From the listing below, reproduce verbatim the stretch from the line containing "the sky, given" through the line containing "[[261, 60]]", with both of those lines included.

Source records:
* * * * *
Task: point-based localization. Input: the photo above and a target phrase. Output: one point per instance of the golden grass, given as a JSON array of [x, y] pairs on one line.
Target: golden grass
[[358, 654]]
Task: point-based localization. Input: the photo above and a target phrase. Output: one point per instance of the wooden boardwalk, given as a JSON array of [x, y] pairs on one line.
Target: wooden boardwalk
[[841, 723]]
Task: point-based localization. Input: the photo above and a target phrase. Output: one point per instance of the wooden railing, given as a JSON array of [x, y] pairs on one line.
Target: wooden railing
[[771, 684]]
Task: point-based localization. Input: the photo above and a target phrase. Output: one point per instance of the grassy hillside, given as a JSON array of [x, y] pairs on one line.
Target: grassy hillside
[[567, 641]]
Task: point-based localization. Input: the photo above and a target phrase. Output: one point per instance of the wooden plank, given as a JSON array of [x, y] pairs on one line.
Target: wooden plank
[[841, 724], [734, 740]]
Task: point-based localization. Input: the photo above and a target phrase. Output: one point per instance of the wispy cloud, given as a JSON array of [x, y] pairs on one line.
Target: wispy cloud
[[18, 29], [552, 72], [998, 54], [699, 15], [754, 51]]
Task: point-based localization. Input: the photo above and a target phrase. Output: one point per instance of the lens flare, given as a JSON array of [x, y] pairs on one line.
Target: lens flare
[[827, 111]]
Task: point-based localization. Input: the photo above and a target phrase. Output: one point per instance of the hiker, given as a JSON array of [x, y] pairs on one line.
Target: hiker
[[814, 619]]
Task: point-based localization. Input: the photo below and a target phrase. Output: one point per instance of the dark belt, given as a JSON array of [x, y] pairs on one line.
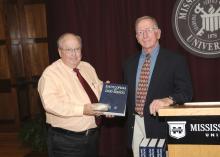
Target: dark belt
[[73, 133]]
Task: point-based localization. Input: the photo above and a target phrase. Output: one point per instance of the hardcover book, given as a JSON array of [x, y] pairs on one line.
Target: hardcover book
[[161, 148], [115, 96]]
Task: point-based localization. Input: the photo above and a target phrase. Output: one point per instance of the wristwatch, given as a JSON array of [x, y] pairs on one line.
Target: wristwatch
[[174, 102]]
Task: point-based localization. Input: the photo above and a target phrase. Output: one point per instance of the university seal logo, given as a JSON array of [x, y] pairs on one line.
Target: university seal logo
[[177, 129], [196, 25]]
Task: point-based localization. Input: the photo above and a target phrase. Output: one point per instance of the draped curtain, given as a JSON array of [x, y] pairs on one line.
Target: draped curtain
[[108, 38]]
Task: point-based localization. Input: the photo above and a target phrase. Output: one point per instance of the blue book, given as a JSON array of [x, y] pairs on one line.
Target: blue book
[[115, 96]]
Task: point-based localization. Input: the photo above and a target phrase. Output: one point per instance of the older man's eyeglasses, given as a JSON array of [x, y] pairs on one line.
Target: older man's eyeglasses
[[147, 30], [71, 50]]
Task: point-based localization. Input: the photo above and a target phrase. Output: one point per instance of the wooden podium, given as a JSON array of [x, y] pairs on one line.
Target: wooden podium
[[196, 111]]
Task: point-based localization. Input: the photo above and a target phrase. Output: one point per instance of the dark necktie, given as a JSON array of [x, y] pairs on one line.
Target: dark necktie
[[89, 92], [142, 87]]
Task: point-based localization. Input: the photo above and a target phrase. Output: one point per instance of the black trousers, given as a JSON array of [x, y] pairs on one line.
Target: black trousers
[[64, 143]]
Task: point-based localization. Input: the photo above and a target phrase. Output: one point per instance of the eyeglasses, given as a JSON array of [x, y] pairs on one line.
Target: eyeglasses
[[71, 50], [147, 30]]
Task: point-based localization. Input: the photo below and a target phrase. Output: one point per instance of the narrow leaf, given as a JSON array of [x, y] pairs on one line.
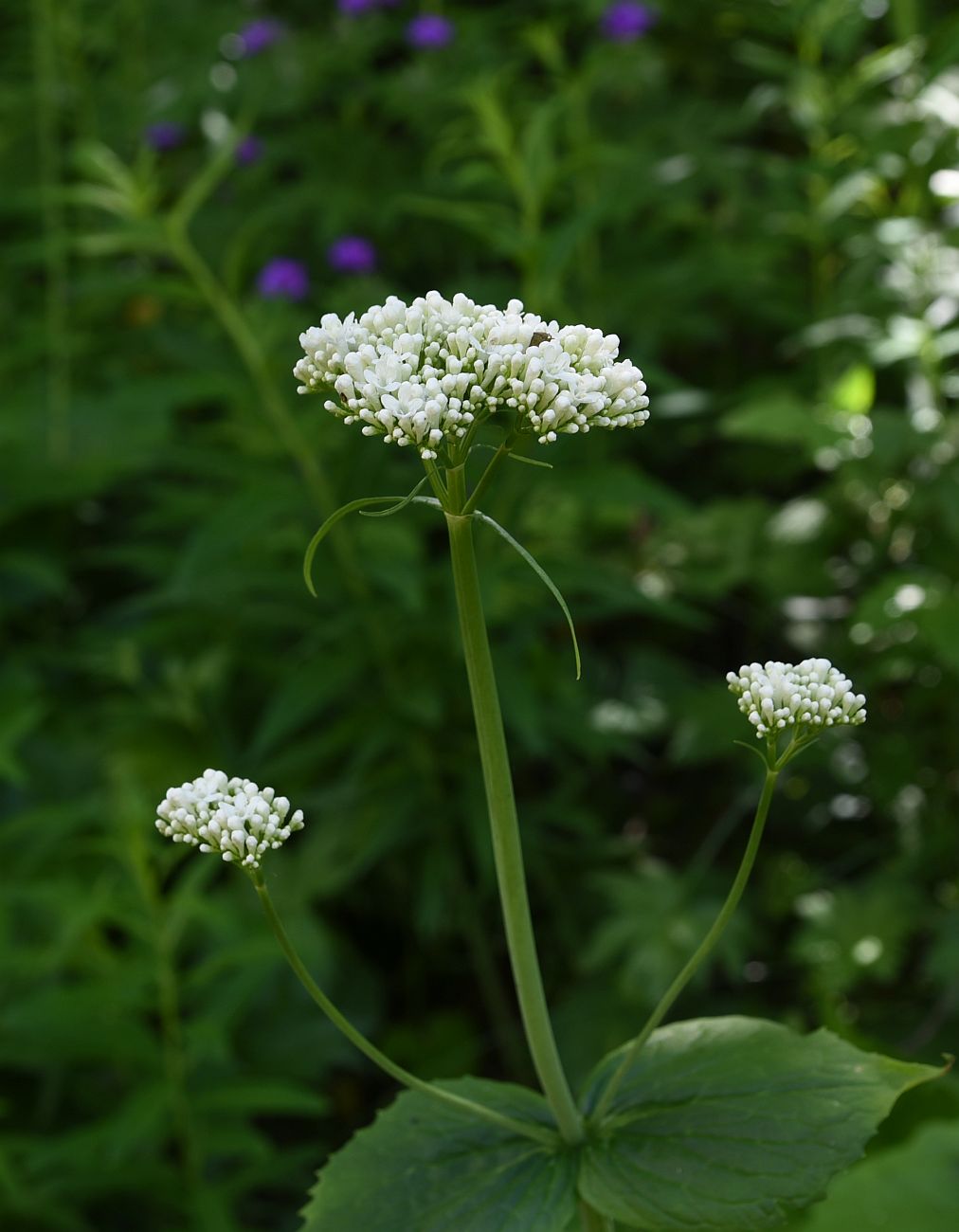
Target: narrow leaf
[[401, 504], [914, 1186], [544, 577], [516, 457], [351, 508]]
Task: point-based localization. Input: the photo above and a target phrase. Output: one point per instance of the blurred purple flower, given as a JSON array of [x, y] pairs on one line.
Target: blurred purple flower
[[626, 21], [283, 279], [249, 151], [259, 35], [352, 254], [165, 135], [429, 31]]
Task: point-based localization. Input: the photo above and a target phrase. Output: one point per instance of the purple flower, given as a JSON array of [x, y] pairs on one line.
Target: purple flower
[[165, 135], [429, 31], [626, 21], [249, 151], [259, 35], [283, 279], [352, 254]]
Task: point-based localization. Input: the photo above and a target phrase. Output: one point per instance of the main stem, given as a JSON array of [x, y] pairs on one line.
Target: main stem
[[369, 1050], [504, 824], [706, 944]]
* * * * *
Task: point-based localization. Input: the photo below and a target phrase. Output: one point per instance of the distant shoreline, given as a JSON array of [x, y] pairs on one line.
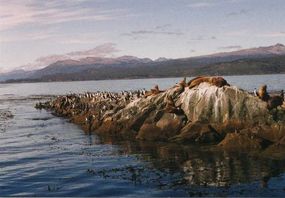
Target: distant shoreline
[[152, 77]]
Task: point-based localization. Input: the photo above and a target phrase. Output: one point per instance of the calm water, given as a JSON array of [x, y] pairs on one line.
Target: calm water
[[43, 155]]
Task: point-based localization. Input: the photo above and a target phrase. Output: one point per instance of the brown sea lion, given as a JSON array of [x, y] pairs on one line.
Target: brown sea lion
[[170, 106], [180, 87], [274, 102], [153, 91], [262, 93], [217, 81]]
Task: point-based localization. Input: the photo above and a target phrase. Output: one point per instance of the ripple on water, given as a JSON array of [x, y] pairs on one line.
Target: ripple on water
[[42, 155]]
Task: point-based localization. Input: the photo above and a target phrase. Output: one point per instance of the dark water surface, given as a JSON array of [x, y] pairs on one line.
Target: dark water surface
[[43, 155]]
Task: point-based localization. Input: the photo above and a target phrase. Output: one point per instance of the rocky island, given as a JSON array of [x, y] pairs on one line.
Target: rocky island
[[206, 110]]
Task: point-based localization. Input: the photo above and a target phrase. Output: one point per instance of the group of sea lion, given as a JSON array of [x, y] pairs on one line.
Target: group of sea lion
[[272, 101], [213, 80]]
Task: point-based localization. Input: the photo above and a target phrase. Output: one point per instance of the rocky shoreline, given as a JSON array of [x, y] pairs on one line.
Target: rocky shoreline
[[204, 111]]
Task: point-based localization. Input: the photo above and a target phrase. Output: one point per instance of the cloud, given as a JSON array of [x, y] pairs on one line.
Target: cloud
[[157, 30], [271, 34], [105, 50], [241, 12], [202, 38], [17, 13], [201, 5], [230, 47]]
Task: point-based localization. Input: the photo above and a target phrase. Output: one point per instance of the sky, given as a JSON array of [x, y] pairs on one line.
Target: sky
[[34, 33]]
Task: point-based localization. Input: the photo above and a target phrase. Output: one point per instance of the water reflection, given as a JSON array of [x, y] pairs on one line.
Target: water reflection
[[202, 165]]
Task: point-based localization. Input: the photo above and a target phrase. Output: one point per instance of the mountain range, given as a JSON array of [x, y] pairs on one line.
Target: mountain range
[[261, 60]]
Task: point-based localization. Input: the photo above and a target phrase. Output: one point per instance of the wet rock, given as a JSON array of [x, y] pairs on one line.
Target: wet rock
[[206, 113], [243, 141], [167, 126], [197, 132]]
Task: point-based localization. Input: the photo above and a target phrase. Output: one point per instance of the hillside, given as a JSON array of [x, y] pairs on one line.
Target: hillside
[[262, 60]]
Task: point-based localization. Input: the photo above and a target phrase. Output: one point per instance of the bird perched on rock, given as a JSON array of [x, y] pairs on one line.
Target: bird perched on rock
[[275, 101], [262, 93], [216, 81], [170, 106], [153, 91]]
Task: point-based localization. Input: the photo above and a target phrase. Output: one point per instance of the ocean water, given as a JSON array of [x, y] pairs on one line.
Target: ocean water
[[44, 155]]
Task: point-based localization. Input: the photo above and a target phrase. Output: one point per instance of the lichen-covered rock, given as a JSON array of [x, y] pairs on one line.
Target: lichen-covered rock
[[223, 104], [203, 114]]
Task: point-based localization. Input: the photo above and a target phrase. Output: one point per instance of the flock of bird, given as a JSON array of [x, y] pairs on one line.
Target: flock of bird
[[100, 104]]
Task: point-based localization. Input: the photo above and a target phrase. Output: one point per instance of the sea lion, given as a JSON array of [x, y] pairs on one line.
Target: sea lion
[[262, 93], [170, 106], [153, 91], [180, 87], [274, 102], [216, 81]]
* * * * *
TASK ANSWER:
Task: point-based localization. Input: the photo above and a target phrase. Output: one point per instance of the sky, given as a JSON array of [x, y] pairs on one line.
Target: sky
[[34, 33]]
Task: point-based localization. Input: the photo above and a target phrase. Output: one point per instance of the water reflection, given as a JSON array of [x, y] pairs on one line.
Target: water reflection
[[202, 165]]
Task: point-based localization. Input: the photo above and a target phrase. Output: one point per instance of the mountain range, given as a JSON array of [x, y] pairs on one line.
Target: mountain range
[[261, 60]]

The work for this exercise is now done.